Перепишите часть воспоминаний от слов «Вот он какой» до слов «за мягкий характер.» включительно. В этой части замените «фиаско» на «поражение».

Исходный текст:
------
К сожалению, дальше подобных реплик разговор не идет. А я все думаю: «Он же хороший, наш Сеня, он очень хороший, чудный муж, о таком любая женщина должна мечтать. Почему же мне с ним так невыносимо скучно, тошно, так хочется убежать куда глаза глядят?»

Время, особенно на Украине, трудное: 1932—1933 годы, многие голодают. Но наша семья никаких продовольственных

 

- 130 -

затруднений не знает, удается даже помогать другим. Вот хотя бы обеды. Варить их мне не приходится, Сеня прикреплен к закрытой столовой, на Крещатике, возле Бессарабки. Он регулярно выдает мне книжечку с обеденными талонами и при этом непременно напоминает: «Отрывай на второе блюдо два талончика, чтобы тебе дали не простые котлеты, а свиные отбивные».— «Хорошо»,— соглашаюсь я, но за весь тот трудный год наверняка ни разу не попробовала отбивной, потому что вторую книжку с талончиками отдавала Нине Кобзарь. А однажды выцарапала у Сени еще одну — третью — книжечку и всучила ее почти голодающему, никогда не умеющему жить благополучно Ивану Андреевичу. Сеня об этих моих «махинациях» понятия не имел, так как обедали мы с ним в разное время,— я знала и своим подопечным сообщала, в какие часы у него обеденный перерыв.

Вот он какой в оживающих воспоминаниях, мой первый муж — Сеня. Вначале, в полудетстве, что-то промелькнуло во мне от ребячьей влюбленности, но, увы, не понимала я, когда решила стать его женой, что годы давно унесли эту крошечную влюбленность. И потерпели мы оба фиаско. Ни он меня не любил, ни я его. В себе уже как-то разобралась, а он... Был ли он вообще наделен даром любви? Ох, сомневаюсь. Внимательный, щедрый, работяга, отличный муж для примитивной обывательницы-жены. Но полноценной любви не было бы и к такой, только бы отвечала на его ласки, на его сладкие словечки — в награду за доброту, за подарки, за мягкий характер.
------
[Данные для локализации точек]

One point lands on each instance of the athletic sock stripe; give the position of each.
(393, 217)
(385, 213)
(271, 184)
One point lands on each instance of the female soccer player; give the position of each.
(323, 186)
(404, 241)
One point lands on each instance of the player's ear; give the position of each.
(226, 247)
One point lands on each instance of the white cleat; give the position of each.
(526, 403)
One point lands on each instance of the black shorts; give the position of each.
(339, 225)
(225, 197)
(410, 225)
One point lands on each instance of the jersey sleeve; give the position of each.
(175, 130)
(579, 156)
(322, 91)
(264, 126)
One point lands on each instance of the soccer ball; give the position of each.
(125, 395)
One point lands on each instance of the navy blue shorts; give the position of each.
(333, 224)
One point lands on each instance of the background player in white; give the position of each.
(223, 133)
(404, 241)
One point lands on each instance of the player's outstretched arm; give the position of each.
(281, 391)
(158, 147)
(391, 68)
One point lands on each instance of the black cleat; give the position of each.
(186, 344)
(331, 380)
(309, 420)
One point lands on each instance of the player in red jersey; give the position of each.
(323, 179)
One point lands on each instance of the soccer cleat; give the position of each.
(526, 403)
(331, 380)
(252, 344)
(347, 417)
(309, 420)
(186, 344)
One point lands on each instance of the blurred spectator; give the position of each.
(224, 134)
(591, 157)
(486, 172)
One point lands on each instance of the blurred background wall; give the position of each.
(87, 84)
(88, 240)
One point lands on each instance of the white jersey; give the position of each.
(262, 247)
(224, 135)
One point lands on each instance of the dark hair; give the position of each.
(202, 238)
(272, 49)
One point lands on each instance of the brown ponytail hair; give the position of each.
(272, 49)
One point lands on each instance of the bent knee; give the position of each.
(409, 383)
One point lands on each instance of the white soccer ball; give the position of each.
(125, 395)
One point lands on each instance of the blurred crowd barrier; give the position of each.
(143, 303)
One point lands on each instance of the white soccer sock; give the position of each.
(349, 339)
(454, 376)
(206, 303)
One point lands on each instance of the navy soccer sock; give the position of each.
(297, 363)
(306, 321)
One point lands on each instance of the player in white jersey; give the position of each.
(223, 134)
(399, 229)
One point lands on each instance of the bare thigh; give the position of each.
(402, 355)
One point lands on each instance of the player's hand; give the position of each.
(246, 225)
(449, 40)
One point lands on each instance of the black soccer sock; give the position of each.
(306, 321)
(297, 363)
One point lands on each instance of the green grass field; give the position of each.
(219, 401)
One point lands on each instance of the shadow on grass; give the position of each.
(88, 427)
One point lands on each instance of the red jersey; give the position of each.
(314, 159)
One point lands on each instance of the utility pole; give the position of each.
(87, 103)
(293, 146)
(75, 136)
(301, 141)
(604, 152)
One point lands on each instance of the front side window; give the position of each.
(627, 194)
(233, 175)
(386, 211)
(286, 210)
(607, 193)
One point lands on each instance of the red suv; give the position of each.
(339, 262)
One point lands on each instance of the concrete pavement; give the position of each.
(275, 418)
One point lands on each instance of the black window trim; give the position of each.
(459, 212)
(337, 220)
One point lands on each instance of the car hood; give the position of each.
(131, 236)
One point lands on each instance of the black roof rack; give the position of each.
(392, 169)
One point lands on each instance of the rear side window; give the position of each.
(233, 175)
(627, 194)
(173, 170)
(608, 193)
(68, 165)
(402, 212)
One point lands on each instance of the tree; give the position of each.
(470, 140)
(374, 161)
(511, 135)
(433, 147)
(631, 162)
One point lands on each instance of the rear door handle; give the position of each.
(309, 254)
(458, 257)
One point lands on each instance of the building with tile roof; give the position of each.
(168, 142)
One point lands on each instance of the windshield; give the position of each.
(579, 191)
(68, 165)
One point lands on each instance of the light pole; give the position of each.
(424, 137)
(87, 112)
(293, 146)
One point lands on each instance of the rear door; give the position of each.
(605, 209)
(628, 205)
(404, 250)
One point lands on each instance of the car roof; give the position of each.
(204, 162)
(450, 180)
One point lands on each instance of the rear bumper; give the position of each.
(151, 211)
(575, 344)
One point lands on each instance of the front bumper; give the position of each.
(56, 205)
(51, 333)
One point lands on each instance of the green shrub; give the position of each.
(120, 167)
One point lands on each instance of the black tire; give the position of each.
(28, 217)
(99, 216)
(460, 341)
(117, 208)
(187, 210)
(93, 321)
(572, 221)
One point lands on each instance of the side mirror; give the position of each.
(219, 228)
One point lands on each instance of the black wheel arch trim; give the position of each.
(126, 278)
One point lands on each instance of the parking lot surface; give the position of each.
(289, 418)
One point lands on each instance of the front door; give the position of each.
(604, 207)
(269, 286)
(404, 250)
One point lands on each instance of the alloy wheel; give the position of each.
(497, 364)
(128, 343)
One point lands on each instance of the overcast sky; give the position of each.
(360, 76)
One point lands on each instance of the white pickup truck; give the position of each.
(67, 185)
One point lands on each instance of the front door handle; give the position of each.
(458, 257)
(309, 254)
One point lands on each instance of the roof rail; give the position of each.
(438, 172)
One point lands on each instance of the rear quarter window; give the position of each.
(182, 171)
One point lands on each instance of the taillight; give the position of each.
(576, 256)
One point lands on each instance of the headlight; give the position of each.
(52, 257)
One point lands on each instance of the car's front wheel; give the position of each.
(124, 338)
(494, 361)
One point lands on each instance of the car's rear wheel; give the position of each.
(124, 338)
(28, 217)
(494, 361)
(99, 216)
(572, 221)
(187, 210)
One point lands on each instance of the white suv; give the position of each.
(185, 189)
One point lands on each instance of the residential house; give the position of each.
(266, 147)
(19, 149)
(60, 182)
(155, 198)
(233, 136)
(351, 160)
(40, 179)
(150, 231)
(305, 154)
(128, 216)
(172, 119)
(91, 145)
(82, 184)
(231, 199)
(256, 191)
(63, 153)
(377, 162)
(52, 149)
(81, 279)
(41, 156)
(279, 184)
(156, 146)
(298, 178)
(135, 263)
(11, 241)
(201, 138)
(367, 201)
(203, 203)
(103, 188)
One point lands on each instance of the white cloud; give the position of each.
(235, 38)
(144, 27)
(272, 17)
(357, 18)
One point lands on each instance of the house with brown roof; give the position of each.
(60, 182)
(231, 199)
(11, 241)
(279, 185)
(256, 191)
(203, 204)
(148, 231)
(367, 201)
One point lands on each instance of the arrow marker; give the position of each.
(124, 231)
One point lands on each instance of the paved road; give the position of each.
------
Ответ к заданию:
Вот он какой в оживающих воспоминаниях, мой первый муж — Сеня. Вначале, в полудетстве, что-то промелькнуло во мне от ребячьей влюбленности, но, увы, не понимала я, когда решила стать его женой, что годы давно унесли эту крошечную влюбленность. И потерпели мы оба поражение. Ни он меня не любил, ни я его. В себе уже как-то разобралась, а он... Был ли он вообще наделен даром любви? Ох, сомневаюсь. Внимательный, щедрый, работяга, отличный муж для примитивной обывательницы-жены. Но полноценной любви не было бы и к такой, только бы отвечала на его ласки, на его сладкие словечки — в награду за доброту, за подарки, за мягкий характер.